### PROBLEM DESCRIPTION
Reproduce every entry below word for word, omitting the pictures from your answer.

^^^^^^^^

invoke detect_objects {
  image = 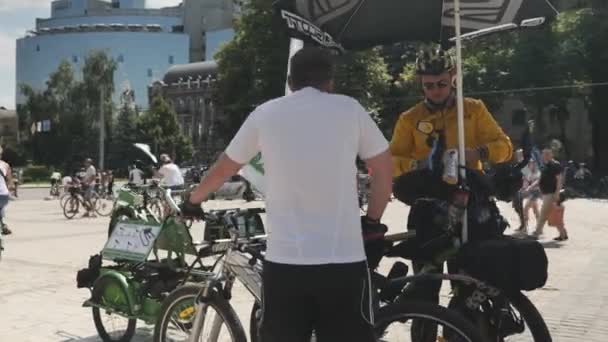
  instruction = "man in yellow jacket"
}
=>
[390,48,513,308]
[390,48,513,177]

^^^^^^^^

### COMPLETED EXERCISE
invoke detect_objects {
  image = 
  instruction = "man in yellow jacket"
}
=>
[390,48,513,308]
[390,48,513,177]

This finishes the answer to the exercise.